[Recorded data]
[Start]
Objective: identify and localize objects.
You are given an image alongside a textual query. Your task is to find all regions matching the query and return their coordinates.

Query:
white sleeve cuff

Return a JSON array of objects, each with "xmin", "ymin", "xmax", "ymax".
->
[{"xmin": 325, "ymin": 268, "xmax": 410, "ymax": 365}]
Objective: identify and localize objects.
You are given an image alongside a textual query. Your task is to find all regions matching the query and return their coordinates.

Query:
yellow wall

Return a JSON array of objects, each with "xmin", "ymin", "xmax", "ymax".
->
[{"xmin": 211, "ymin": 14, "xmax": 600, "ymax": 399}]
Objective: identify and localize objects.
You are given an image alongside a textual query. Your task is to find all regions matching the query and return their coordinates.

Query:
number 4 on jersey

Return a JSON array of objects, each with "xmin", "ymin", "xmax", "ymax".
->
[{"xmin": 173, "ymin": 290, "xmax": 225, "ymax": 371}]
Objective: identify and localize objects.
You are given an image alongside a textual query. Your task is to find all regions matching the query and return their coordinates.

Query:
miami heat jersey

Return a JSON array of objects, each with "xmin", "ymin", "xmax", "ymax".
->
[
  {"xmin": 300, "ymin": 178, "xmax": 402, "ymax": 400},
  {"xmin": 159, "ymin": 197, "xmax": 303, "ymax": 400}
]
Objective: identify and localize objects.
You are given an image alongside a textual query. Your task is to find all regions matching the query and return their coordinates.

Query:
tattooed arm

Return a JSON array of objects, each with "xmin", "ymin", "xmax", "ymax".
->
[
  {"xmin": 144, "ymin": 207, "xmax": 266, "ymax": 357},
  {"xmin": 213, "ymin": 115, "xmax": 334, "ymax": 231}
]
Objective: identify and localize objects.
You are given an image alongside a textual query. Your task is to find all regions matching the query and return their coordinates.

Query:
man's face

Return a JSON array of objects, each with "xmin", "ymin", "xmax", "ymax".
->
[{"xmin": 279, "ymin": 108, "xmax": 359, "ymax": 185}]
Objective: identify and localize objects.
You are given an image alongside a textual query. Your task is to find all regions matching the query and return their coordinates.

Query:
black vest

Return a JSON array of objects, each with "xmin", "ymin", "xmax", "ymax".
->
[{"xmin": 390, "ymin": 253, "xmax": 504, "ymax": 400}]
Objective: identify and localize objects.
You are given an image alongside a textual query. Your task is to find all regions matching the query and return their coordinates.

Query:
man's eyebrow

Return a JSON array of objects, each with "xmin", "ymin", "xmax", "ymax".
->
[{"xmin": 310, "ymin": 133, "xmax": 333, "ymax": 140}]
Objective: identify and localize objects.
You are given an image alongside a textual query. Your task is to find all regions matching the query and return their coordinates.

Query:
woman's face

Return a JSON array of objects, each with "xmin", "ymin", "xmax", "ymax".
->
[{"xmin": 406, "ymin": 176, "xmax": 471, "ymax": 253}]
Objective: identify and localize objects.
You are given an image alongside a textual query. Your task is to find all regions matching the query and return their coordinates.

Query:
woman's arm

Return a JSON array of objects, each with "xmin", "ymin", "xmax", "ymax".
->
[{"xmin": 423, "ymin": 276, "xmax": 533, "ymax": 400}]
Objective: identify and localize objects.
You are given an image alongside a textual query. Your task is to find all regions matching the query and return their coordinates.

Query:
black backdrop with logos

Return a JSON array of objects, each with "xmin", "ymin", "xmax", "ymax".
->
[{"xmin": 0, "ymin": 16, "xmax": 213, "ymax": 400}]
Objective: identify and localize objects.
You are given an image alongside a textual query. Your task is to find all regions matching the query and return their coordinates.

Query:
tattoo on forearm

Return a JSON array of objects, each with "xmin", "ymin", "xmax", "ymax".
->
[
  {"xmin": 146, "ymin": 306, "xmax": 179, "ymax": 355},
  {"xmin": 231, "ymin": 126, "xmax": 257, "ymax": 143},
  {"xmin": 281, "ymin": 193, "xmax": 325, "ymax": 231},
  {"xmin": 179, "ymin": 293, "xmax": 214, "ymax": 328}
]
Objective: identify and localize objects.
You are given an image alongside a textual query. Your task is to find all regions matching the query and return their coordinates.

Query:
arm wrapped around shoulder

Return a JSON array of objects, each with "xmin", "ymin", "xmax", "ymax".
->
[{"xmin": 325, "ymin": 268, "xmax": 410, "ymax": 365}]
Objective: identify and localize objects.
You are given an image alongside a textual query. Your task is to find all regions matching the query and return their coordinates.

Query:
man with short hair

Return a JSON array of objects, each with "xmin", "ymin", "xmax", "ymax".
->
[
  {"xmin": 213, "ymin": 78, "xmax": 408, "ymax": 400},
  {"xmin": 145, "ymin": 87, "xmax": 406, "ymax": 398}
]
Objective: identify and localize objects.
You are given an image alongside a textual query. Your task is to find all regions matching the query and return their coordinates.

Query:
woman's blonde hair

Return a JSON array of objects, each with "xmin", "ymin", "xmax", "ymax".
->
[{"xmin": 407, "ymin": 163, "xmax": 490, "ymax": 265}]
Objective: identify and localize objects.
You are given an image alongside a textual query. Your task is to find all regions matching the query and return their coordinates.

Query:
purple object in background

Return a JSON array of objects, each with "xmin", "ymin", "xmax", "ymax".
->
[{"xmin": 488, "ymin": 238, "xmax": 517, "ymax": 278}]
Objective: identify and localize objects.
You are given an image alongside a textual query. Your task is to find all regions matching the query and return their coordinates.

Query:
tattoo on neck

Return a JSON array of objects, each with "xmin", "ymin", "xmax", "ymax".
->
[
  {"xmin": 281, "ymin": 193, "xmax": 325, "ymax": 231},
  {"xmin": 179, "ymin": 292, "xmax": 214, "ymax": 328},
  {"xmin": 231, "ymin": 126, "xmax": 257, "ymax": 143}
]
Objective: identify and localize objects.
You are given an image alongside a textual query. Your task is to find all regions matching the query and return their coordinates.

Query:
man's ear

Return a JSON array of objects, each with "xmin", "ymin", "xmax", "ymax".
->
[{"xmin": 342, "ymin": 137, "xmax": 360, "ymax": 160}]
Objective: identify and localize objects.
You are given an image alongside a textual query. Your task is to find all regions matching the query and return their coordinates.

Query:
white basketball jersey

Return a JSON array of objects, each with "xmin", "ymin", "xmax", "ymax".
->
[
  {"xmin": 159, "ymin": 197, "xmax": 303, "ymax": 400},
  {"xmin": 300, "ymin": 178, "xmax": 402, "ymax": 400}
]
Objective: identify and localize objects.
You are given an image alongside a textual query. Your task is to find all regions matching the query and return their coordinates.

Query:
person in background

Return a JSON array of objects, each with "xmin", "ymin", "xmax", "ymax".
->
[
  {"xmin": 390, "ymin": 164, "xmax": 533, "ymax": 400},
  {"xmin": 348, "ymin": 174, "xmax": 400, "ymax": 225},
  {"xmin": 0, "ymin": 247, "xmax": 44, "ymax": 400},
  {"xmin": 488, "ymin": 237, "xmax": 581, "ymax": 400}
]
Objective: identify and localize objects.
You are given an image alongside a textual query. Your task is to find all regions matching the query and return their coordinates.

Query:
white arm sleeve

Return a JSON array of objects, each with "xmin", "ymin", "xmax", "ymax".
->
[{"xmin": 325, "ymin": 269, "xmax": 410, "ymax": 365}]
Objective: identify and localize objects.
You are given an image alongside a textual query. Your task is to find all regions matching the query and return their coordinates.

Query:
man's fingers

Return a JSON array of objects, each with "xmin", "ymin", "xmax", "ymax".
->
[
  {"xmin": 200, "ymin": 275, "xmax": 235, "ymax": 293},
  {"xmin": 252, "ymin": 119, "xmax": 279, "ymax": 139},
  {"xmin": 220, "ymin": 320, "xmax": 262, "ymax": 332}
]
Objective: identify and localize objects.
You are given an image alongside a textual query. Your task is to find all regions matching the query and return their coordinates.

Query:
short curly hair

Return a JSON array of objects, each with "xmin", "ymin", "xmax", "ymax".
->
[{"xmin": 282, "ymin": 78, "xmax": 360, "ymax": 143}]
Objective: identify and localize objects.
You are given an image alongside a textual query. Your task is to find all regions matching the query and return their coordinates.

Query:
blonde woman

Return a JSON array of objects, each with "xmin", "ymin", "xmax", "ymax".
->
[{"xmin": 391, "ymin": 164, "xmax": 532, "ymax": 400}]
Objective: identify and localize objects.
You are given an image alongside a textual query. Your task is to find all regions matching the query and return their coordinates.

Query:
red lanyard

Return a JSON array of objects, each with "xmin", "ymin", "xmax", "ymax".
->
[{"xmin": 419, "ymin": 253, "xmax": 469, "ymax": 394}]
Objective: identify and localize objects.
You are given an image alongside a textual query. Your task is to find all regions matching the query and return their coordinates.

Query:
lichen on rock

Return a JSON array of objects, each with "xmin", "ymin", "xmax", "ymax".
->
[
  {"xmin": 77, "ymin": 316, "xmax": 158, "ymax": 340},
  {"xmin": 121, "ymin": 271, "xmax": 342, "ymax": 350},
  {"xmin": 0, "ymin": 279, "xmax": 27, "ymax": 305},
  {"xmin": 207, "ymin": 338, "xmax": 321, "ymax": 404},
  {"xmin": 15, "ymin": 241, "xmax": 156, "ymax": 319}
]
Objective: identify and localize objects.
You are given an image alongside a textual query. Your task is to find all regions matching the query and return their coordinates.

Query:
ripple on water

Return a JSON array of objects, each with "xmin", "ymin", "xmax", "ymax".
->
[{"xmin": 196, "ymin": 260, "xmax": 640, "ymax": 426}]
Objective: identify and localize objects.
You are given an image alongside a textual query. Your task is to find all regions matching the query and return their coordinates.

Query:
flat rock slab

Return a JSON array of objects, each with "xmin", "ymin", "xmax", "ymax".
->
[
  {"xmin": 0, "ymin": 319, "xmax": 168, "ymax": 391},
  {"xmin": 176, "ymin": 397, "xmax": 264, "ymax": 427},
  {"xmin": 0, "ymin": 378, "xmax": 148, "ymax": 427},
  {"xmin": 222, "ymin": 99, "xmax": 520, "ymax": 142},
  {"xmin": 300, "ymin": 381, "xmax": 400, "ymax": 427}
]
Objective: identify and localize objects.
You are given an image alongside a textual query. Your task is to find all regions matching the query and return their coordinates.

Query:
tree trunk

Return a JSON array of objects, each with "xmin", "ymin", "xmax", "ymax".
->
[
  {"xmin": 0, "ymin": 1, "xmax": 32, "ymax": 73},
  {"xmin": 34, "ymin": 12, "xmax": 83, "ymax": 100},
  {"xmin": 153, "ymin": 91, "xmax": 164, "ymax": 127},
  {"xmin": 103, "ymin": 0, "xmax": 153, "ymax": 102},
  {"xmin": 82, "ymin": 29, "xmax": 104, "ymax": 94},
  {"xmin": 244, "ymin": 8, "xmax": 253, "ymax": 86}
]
[End]
§ Required task
Which lines of the records contain the string "hair"? Pull out each of those lines in full, treating uppercase and lowercase as different.

§ Solution to the problem
man with short hair
woman's blonde hair
short curly hair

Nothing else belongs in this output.